Work to be completed:
From the material below, extract every line that contains the word "iron".

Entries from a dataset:
□ □ □ □

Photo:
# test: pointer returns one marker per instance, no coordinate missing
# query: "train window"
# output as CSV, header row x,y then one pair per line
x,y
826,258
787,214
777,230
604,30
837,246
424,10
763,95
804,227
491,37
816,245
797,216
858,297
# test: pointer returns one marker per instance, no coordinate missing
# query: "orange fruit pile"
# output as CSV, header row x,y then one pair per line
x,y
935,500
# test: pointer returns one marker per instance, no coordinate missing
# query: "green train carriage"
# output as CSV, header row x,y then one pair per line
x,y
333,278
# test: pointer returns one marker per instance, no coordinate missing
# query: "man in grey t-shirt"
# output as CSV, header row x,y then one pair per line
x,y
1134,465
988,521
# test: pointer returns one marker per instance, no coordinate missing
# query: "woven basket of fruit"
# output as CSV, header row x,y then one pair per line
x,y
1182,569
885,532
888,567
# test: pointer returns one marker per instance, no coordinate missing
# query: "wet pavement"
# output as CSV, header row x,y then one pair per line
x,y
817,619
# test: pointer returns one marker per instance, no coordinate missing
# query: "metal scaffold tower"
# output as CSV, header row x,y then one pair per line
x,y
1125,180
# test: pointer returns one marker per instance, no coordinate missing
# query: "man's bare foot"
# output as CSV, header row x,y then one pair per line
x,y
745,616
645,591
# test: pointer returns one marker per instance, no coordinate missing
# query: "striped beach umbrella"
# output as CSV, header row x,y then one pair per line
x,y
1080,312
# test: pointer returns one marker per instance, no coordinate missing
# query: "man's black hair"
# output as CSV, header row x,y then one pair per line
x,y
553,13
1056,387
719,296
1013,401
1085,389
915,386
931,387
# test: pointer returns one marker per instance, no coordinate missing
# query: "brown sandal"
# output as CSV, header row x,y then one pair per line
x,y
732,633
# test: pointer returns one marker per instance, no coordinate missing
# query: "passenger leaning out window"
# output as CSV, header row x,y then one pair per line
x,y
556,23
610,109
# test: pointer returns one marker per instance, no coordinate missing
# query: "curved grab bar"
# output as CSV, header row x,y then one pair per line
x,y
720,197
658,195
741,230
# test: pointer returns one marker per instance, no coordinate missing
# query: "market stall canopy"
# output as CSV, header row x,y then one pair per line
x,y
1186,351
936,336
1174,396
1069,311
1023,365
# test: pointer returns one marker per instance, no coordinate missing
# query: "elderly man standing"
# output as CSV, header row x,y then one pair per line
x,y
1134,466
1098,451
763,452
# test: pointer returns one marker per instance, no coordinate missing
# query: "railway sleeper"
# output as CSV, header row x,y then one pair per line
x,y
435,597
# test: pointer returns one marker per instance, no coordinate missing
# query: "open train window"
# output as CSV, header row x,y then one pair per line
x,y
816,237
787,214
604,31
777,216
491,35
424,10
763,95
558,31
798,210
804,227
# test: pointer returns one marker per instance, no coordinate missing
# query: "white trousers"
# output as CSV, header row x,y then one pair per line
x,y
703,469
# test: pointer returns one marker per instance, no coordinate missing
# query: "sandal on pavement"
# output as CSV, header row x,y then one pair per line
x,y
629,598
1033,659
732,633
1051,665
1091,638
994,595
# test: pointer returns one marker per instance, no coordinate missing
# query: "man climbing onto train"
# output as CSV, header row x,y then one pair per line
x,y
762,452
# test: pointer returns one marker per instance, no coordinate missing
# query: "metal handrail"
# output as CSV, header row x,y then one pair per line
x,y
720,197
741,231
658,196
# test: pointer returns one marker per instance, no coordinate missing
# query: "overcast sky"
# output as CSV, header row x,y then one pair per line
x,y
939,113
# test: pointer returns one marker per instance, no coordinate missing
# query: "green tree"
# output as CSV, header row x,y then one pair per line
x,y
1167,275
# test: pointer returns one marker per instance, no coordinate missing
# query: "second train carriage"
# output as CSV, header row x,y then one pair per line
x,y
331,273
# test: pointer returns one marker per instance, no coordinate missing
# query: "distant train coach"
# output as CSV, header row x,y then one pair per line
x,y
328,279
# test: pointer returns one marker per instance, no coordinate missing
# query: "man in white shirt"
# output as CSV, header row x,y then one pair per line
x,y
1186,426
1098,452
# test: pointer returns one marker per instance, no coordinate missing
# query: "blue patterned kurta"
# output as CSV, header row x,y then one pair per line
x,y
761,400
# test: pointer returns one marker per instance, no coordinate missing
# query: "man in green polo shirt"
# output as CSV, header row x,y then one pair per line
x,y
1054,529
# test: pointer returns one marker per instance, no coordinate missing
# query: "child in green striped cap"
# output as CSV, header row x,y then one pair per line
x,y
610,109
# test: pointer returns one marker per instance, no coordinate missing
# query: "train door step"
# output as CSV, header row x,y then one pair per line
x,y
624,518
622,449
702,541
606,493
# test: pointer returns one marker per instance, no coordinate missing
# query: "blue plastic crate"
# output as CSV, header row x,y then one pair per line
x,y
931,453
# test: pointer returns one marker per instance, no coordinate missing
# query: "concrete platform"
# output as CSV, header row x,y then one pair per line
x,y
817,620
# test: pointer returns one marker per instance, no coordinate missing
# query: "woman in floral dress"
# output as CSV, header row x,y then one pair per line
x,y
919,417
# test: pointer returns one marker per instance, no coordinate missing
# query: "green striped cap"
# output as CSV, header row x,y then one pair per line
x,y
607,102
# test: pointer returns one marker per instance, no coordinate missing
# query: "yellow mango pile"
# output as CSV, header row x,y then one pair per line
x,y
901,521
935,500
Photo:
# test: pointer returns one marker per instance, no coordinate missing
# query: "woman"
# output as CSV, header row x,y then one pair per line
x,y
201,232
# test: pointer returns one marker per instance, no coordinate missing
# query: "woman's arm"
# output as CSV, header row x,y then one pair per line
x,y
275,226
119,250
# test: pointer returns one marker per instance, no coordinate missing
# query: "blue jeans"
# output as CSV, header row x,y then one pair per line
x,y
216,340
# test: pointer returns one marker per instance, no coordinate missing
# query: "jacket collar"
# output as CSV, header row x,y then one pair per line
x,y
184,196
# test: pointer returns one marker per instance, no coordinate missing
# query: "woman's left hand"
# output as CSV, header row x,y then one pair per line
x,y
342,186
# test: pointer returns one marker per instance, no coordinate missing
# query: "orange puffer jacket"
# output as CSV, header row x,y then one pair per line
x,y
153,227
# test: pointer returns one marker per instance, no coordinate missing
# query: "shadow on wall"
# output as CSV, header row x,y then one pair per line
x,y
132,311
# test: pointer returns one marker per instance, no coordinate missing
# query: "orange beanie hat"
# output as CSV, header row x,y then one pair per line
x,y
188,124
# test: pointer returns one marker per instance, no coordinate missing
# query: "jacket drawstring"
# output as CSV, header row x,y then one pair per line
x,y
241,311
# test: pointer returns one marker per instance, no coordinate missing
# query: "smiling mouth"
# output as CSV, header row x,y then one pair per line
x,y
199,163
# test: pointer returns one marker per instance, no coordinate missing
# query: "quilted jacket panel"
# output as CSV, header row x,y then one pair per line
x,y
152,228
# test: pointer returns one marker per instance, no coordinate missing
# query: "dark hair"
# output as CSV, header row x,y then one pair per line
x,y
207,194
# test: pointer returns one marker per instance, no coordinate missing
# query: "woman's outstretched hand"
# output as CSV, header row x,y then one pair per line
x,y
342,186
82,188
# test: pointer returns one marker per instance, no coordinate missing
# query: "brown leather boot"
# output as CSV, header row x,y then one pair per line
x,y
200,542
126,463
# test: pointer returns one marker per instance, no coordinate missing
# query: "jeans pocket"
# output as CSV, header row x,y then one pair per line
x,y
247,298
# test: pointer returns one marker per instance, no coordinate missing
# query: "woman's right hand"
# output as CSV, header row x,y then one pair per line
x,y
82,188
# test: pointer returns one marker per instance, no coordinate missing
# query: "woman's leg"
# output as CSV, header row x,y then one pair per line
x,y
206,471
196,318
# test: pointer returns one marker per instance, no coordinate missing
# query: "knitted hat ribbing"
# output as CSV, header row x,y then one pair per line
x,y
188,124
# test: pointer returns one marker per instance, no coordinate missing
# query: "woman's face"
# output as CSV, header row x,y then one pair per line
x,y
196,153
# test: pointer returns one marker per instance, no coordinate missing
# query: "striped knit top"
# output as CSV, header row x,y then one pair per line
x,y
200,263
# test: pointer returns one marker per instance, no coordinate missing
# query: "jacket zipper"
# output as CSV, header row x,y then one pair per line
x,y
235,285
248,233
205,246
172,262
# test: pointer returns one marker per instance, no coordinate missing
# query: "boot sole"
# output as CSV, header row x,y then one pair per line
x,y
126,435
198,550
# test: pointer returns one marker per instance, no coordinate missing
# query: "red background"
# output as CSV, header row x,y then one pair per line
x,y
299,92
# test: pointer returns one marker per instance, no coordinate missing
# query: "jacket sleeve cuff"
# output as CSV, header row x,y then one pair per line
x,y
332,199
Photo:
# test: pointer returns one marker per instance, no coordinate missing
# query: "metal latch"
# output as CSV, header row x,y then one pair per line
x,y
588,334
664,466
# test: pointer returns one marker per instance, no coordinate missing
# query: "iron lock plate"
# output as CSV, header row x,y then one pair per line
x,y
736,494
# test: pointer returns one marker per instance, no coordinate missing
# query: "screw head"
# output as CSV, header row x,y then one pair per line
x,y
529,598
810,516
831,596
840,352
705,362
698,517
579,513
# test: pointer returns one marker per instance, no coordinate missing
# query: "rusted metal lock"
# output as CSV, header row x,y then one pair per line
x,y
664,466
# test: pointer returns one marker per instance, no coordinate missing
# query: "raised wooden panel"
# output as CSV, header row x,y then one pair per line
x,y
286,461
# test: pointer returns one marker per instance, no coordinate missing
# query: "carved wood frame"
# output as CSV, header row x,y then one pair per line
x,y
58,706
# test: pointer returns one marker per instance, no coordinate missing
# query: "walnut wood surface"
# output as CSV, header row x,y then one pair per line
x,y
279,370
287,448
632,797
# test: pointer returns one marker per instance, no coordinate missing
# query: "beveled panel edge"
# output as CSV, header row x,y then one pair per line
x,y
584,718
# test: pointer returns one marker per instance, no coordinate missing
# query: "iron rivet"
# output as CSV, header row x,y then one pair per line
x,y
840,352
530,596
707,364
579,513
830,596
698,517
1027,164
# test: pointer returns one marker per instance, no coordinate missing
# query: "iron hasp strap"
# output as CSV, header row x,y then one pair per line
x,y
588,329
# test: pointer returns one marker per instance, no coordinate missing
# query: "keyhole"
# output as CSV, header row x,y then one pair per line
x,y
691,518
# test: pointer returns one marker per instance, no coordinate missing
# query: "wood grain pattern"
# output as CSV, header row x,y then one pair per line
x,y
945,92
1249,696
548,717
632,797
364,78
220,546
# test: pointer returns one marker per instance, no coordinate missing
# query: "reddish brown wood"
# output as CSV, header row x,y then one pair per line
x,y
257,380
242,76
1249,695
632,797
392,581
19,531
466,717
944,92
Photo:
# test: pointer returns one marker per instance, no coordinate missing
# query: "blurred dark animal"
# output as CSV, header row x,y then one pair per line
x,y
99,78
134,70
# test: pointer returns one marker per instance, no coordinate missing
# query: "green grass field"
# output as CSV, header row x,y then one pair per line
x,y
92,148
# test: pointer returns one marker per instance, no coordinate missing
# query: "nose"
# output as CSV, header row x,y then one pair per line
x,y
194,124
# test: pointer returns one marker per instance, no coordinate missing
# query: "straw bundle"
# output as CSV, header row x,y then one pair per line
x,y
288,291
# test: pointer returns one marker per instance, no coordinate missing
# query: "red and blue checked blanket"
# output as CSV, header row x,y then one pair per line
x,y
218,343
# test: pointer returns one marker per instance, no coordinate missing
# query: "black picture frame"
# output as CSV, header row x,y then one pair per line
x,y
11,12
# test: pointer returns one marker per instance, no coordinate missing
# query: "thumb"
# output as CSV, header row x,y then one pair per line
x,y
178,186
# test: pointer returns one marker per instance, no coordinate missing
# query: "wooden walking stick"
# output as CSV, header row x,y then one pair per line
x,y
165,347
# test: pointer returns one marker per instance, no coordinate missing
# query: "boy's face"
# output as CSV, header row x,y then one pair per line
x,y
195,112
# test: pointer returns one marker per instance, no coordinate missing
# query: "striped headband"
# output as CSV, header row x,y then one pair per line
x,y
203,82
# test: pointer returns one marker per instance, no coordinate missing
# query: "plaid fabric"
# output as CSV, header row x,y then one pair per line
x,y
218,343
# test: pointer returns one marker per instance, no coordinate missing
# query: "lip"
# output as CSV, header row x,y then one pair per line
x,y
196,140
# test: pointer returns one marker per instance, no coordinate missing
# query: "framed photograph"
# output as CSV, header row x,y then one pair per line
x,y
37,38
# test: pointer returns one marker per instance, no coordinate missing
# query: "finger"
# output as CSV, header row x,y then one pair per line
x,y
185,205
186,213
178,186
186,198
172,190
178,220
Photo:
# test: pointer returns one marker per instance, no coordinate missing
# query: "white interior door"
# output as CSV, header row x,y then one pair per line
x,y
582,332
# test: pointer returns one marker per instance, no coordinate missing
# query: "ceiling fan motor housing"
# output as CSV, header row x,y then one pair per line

□ □ □ □

Result for this exercise:
# query: "iron lock plate"
# query: "iron rivet"
# query: "iron hasp strap"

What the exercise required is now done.